Problem description
Rewrite the entries from the line containing "# test: point to the pink" up to and including the line containing "Query: pink flower", with "pink" replaced by "violet" and nothing else altered. Return only those lines.

_ _ _

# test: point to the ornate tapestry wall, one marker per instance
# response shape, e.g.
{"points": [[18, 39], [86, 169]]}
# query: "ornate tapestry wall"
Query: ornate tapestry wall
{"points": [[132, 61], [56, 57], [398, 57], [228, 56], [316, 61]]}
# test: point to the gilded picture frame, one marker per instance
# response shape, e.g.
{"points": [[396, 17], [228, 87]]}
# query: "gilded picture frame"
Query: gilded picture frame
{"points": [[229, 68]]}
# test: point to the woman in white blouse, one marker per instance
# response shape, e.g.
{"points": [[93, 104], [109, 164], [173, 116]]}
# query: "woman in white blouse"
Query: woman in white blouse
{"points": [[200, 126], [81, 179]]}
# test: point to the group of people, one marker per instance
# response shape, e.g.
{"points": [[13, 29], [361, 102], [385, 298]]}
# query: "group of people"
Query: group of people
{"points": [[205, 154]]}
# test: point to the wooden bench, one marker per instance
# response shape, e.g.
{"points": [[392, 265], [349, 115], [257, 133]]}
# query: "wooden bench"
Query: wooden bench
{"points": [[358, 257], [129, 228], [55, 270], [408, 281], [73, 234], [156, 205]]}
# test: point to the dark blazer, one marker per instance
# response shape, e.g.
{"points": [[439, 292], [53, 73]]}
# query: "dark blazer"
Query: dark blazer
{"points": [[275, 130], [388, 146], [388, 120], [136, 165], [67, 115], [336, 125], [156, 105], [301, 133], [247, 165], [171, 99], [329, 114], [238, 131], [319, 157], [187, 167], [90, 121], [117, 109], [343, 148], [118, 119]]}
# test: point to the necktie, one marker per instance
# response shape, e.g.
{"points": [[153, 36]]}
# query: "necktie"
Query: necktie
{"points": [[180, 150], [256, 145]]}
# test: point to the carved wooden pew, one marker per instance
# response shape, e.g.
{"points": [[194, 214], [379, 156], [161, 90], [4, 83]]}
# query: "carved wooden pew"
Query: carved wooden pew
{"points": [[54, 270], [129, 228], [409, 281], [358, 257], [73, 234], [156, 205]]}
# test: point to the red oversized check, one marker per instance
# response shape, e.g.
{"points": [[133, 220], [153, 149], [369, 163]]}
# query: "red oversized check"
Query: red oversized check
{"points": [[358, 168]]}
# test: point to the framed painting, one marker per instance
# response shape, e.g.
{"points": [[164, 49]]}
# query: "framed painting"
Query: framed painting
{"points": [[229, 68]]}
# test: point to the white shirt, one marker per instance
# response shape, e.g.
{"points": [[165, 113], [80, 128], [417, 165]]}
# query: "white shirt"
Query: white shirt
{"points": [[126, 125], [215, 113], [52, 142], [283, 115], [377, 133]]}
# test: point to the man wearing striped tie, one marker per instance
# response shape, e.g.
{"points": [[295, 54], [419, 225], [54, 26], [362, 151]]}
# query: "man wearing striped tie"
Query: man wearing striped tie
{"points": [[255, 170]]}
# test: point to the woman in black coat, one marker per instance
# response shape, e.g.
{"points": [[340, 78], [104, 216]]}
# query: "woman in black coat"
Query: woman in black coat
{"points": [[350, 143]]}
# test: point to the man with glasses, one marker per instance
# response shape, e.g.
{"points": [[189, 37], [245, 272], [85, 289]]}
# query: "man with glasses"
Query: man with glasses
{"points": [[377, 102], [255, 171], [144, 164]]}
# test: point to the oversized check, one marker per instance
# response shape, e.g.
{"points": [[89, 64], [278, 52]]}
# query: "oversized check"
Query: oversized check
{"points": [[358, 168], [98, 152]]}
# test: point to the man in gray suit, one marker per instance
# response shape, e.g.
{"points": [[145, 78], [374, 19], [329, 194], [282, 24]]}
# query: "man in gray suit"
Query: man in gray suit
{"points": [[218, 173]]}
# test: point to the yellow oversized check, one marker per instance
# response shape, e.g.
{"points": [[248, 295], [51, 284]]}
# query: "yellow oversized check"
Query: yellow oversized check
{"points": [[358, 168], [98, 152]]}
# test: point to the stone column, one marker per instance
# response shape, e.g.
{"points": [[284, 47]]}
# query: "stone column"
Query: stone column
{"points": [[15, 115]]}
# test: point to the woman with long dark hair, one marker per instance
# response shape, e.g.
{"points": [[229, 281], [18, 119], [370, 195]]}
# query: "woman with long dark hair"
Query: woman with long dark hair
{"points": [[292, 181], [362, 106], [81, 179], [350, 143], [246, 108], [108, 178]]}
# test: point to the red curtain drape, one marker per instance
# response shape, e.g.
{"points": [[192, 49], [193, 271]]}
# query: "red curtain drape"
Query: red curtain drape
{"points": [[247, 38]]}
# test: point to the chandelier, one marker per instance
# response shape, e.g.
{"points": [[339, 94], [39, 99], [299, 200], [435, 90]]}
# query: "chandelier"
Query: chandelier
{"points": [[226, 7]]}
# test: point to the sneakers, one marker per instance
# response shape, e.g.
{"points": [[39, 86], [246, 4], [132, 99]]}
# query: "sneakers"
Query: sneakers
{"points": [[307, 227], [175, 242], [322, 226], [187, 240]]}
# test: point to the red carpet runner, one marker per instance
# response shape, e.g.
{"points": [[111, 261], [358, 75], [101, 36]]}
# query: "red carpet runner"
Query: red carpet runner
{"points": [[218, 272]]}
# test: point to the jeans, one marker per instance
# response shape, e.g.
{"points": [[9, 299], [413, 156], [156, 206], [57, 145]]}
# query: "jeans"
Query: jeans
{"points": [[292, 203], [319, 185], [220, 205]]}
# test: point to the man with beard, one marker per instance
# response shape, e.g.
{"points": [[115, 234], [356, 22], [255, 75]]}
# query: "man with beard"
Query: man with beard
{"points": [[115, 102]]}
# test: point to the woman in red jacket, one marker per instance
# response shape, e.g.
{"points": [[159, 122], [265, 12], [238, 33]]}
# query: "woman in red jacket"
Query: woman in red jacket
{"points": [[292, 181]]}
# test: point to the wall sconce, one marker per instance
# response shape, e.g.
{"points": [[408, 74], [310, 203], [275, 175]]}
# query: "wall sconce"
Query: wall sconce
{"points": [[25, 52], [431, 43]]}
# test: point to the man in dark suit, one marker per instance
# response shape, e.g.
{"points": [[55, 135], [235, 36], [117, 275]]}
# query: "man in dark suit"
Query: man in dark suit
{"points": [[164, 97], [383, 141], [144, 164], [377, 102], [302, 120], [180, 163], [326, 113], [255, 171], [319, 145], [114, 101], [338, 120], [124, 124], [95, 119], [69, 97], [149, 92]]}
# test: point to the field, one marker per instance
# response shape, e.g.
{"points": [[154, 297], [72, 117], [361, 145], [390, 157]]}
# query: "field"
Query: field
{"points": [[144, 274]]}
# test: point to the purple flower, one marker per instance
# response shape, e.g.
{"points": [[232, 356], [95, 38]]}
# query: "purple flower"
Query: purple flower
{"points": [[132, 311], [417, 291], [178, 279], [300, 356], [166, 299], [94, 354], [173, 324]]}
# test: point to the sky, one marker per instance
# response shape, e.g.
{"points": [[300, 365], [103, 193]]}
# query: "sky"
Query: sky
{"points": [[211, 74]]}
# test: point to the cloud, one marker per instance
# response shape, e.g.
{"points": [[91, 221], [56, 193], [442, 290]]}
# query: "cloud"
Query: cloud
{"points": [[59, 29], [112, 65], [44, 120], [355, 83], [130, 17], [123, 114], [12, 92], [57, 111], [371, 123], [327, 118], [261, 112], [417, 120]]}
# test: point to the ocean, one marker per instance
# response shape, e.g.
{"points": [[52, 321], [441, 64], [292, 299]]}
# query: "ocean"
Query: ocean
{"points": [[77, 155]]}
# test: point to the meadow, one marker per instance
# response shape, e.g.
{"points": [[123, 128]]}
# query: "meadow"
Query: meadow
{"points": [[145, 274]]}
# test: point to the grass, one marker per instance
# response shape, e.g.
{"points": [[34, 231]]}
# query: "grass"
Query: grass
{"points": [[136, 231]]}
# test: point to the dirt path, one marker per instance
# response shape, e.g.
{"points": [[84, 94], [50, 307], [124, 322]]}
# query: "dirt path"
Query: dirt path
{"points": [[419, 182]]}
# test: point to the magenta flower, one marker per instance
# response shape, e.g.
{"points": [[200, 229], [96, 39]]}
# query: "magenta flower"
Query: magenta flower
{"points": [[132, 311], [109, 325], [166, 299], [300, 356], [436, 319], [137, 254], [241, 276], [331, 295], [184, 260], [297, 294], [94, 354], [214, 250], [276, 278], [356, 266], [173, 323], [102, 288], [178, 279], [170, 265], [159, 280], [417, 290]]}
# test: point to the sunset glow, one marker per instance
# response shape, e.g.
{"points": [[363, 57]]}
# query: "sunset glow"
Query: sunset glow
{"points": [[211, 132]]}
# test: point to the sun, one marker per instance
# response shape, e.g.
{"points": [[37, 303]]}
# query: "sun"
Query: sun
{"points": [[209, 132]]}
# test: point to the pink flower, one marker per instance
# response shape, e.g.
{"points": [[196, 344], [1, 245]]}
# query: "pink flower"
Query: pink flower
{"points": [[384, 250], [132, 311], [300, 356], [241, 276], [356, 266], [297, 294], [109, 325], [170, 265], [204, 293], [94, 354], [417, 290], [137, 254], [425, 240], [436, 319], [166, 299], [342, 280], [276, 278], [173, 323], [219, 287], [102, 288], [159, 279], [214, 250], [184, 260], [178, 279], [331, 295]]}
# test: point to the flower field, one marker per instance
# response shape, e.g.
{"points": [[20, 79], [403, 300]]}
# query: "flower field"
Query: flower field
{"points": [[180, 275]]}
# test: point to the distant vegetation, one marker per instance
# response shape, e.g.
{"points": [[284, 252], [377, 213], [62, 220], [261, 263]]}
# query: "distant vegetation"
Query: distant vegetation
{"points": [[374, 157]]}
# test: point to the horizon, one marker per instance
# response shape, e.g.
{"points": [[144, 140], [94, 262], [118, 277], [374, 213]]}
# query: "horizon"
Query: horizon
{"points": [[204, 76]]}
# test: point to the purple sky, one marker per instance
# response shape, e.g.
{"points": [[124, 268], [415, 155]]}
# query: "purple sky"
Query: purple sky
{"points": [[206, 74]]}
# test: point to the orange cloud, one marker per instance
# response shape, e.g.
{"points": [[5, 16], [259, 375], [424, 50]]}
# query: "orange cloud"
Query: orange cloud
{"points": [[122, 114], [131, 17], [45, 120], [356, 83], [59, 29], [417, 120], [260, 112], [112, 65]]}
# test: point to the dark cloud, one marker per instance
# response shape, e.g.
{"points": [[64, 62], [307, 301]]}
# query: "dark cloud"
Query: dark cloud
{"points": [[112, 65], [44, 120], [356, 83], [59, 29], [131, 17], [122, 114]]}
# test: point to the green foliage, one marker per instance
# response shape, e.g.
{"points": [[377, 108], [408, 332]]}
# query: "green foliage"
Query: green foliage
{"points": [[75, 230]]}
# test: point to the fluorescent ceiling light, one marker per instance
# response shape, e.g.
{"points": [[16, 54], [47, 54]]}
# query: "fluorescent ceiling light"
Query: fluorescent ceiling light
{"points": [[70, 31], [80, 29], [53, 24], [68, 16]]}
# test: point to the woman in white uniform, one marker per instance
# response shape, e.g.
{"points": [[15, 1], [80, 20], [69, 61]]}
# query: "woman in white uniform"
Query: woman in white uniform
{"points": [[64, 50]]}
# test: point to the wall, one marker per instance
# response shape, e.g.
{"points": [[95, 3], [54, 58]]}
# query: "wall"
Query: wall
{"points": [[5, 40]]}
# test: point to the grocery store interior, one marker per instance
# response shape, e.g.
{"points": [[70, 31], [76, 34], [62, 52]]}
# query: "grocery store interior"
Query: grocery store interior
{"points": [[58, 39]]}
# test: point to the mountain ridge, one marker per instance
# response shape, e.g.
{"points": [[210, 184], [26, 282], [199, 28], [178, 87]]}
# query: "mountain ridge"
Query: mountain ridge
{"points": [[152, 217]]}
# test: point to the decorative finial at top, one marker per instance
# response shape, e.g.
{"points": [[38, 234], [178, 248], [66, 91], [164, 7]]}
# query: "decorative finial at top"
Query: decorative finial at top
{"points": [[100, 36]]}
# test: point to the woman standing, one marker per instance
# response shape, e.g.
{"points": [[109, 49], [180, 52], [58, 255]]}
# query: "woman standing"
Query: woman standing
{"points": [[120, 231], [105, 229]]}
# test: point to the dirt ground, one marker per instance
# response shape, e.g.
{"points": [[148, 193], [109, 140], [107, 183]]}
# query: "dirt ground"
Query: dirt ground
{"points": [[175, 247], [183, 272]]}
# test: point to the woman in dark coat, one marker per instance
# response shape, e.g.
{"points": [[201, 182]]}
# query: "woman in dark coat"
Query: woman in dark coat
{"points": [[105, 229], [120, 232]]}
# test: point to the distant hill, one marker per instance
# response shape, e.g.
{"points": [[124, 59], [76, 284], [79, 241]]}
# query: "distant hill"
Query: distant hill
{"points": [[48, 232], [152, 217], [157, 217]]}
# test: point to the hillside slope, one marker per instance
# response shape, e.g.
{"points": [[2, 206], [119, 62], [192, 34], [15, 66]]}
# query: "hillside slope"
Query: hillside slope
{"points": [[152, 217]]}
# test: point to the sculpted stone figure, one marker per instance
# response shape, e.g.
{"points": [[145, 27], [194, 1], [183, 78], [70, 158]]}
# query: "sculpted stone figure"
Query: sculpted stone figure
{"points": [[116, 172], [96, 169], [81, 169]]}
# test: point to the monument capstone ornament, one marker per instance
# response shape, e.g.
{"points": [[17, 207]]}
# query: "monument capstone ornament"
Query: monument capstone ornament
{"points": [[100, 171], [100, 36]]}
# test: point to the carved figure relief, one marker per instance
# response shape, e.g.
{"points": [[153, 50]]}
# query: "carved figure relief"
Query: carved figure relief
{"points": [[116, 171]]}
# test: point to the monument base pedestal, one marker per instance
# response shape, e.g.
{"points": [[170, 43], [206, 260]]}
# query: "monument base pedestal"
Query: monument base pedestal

_ _ _

Solution
# test: point to the violet flower, one marker per instance
# response shape, e.g.
{"points": [[196, 344], [1, 245]]}
# query: "violet flower"
Query: violet flower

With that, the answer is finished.